Task: In the text on borrowed affixes below, shorten the paragraph beginning "Information and examples are from Pakendorf (2010)" while keeping its main facts.

Supplied text:
────
Affix function | number of borrowed affixes |
---|---|
Information and examples are from Pakendorf (2010). Pakendorf (2010), analyzes data from Kałużyński (1962), Korkina et al. (1982) and from her own corpus and elicited data. She concludes that there are 14 affixes borrowed from Mongolic languages that are “currently still relatively productive” and used on native Turkic stems. A few other borrowed affixes are attested, but these are “previously productive, or marginally productive”. The following 14 are the ones that are characterized as “currently still relatively productive” by Pakendorf (2010) (see also Pakendorf (2012), who counts more borrowed affixes because she accepts Korkina et al.’s (1982) assertion of the productivity of additional affixes for which no hybrid formations are attested in her own data).
5 deverbal nominalizers
‑AːččI (also functions as habitual marker), e.g. tut‑aːččï ‘(he) build (it)’
‑AːhIn, e.g. ottoː‑hun ‘the hay‑making’
‑BIl, e.g. öröbül ‘Sunday’ (from öröː‑ ‘to rest a day’)
‑lAŋ, e.g. kisteleŋ ‘secret’ (from kisteː‑ ‘hide’)
–ltA, e.g. terilte ‘organization’ (from terij‑ ‘equip, organize’)
────
Information shown:
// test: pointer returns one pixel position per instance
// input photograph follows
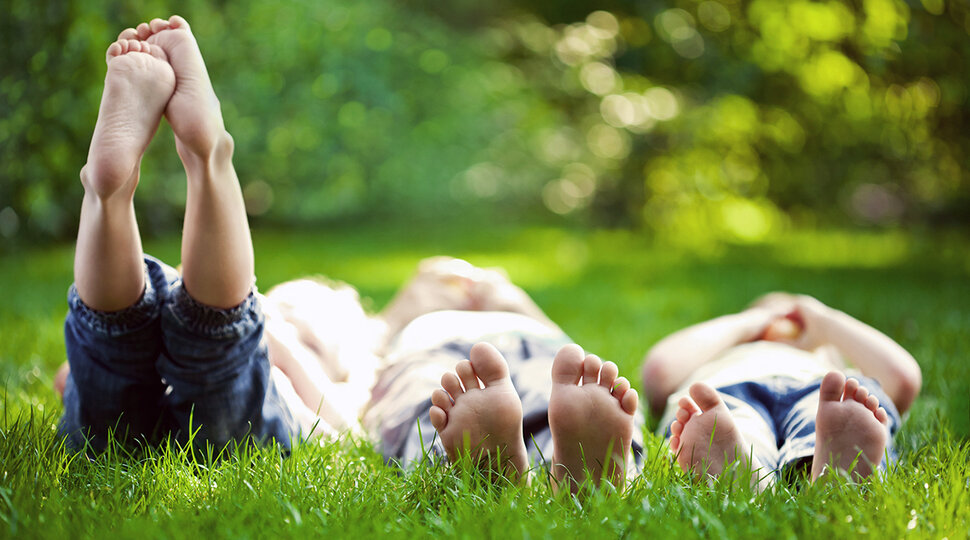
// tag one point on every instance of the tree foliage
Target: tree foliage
────
Response: The information and examples come from Pakendorf (2010), which draws on Kałużyński (1962), Korkina et al. (1982), and Pakendorf's own corpus and elicited data. She finds 14 affixes borrowed from Mongolic languages that are "currently still relatively productive" and are used on native Turkic stems. A few other borrowed affixes are only "previously productive, or marginally productive." Pakendorf (2012) counts more borrowed affixes. There she accepts Korkina et al.'s (1982) claim that further affixes are productive, although her own data show no hybrid formations with them.